ВЫБРАННЫЙ ОТРЫВОК
· · · · ·

Пошло по рукам – особенно в последние десятилетия века, с превращением культурологии в модное интеллектуальное занятие – выражение «морфология культуры», наполняясь уже едва ли не какими угодно содержаниями, как и обозначение европейской культуры «фаустовской». Ввел Шпенглер в речевое употребление гуманитариев и диковинное им дотоле, взятое из геологии словечко «псевдоморфоз» (это когда содержания одной культуры заполняют чуждые ей формы, взятые из другой, придавая им совершенно иной смысл).
Значит, он уже на речевом уровне – то есть и для тех, кто его труда не осилил и не осилит никогда! – создал в европейской культуре новые смысловые ячейки и возможности. Подобными словами злоупотребляют, их первоначальная острота и свежесть неизбежно стираются, но в этом нет ничего дурного. Так они входят в состав очевидностей культуры, образуют ее естественную форму. В каждой культуре есть слой очевидностей и слой усилий, которые от этих очевидностей отталкиваются. Очевидности – необходимое условие усилий. Шпенглер, таким образом, был одним из тех, кто сделал слой очевидностей европейской культуры более плодородным.

· · · · ·

ИСХОДНЫЙ МАТЕРИАЛ
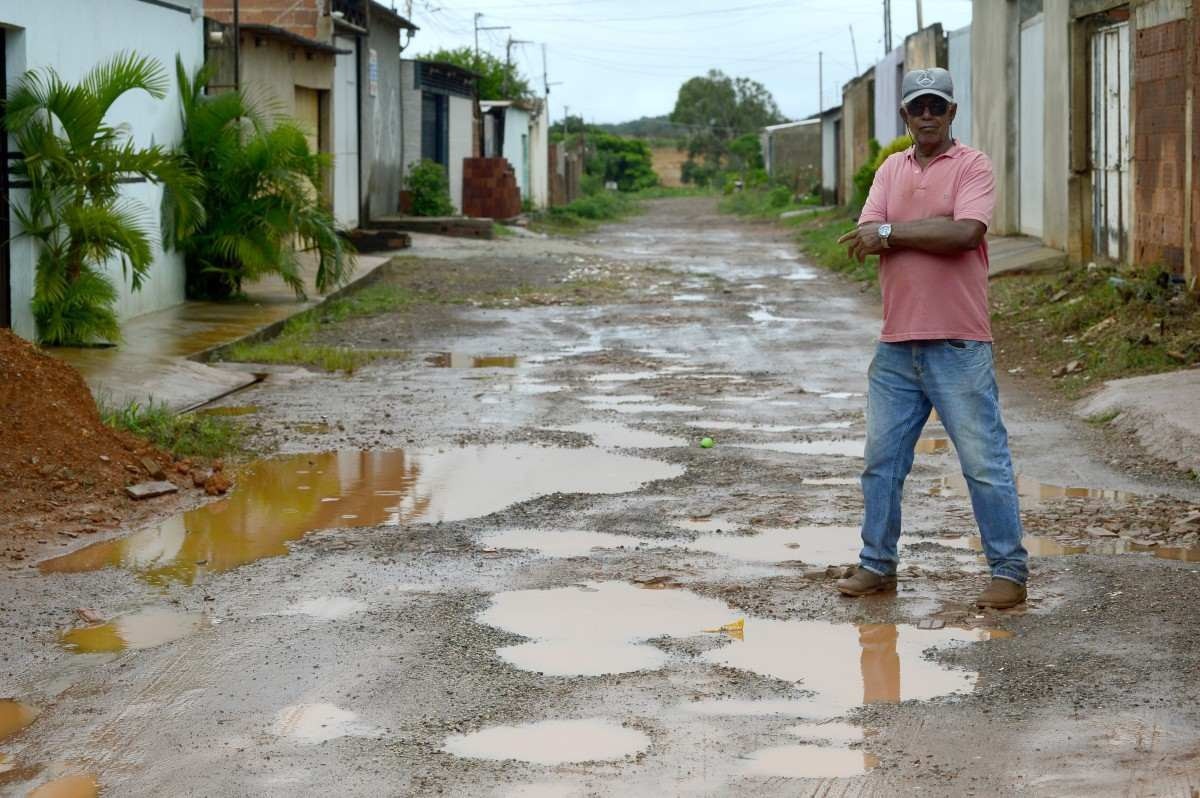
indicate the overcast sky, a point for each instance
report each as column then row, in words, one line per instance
column 615, row 60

· · · · ·

ЗАДАНИЕ
Продолжите отрывок о словах, которые Шпенглер ввел в язык европейской культуры, начав сразу после его последнего предложения.

ОТВЕТ
Шпенглер высказал невыносимую правду, с которой человеческая гордыня смириться, вообще говоря, не может: правду о принципиальной, неустранимой ограниченности человеческих возможностей и о неподвластности в конечном счете истории и мира человеческому контролю. Особенно это было невыносимо для европейского сознания, в котором установка на тотальный контроль за происходящим в мире и в человеке – одна из основополагающих (не правда ли, только в таком мире смогла развиться и приобрести исключительную ценность идея свободы?..).
Европейское культурное сознание вытеснило Шпенглера и, в полном соответствии с правилами подобных вытеснений, как следует оправдало это действие. И в полном же соответствии с теми же правилами вытесненное осталось в культуре и работает в ней. Только не будучи узнанным. Тем сильнее.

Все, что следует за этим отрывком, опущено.